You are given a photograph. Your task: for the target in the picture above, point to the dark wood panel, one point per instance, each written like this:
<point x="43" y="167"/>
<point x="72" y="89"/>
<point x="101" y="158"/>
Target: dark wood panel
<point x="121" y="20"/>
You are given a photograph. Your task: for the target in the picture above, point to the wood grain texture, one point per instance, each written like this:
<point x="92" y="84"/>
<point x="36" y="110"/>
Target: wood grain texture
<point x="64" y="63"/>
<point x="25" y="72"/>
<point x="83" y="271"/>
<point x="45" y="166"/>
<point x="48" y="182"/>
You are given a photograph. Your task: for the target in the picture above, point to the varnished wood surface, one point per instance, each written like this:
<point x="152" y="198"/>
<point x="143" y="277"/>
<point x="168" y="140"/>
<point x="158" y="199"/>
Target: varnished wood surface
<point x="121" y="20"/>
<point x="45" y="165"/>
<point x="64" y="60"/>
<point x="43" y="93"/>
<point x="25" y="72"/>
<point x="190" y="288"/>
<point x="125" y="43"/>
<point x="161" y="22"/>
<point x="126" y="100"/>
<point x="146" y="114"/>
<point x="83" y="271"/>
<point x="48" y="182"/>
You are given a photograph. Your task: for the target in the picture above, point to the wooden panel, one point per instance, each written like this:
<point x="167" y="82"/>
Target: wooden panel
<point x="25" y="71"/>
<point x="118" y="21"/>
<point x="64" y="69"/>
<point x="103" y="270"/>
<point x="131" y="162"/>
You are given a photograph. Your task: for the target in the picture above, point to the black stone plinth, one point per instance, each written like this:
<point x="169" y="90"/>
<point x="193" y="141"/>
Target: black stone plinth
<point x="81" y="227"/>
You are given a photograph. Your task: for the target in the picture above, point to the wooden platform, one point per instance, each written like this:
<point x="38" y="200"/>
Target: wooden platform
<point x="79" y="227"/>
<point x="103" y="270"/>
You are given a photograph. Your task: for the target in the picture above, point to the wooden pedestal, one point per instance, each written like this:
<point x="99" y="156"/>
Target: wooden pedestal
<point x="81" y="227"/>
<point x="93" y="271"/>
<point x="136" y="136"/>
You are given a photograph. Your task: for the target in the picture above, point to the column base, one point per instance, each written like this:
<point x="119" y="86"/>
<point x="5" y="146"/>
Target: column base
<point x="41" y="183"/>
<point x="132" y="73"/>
****************
**EXERCISE REQUIREMENTS:** Return the whole listing above verbatim.

**RESPONSE AREA:**
You are given a photograph. Your task: for the target in the picture above, point to the dark wood panel, one point per instance, each written like this:
<point x="43" y="167"/>
<point x="72" y="89"/>
<point x="101" y="158"/>
Target: dark wood panel
<point x="121" y="20"/>
You are given a photograph. Your task: for the target in the picture above, point to the wood grain texture, one point per instance, each written like this:
<point x="92" y="84"/>
<point x="36" y="110"/>
Target: wood grain texture
<point x="64" y="63"/>
<point x="25" y="72"/>
<point x="83" y="271"/>
<point x="45" y="166"/>
<point x="48" y="182"/>
You are given a photograph. Your task: for the target in the picture above, point to the varnished wood surface, one point per instance, each written like this:
<point x="152" y="198"/>
<point x="143" y="277"/>
<point x="168" y="140"/>
<point x="158" y="199"/>
Target: varnished wood surface
<point x="121" y="20"/>
<point x="45" y="165"/>
<point x="64" y="60"/>
<point x="43" y="93"/>
<point x="25" y="72"/>
<point x="190" y="288"/>
<point x="125" y="43"/>
<point x="161" y="22"/>
<point x="126" y="100"/>
<point x="146" y="114"/>
<point x="83" y="271"/>
<point x="48" y="182"/>
You are given a photograph. Your task: for the target in the picture above, point to the wooden panel, one point per instance, each written like this:
<point x="167" y="82"/>
Target: wooden panel
<point x="25" y="71"/>
<point x="118" y="21"/>
<point x="64" y="69"/>
<point x="103" y="270"/>
<point x="131" y="162"/>
You are given a photograph. Your task: for the target in the picture above, point to the black stone plinth, one point per instance, each written like this:
<point x="169" y="90"/>
<point x="193" y="141"/>
Target: black stone plinth
<point x="81" y="227"/>
You are given a photograph. Your task: for the target in the picture above, point to the wooden platform, one point per instance, each written like this:
<point x="38" y="200"/>
Target: wooden platform
<point x="79" y="227"/>
<point x="103" y="270"/>
You are given a photograph. Your task: for the target in the picture above, point to the wooden pedestal, one point per instance, each written like this:
<point x="99" y="156"/>
Target: wooden pedestal
<point x="81" y="227"/>
<point x="93" y="271"/>
<point x="136" y="136"/>
You are given a photograph. Your task: for the target in the picture above, point to the column base, one point per instance, each written like this:
<point x="119" y="86"/>
<point x="5" y="146"/>
Target: column base
<point x="41" y="183"/>
<point x="132" y="73"/>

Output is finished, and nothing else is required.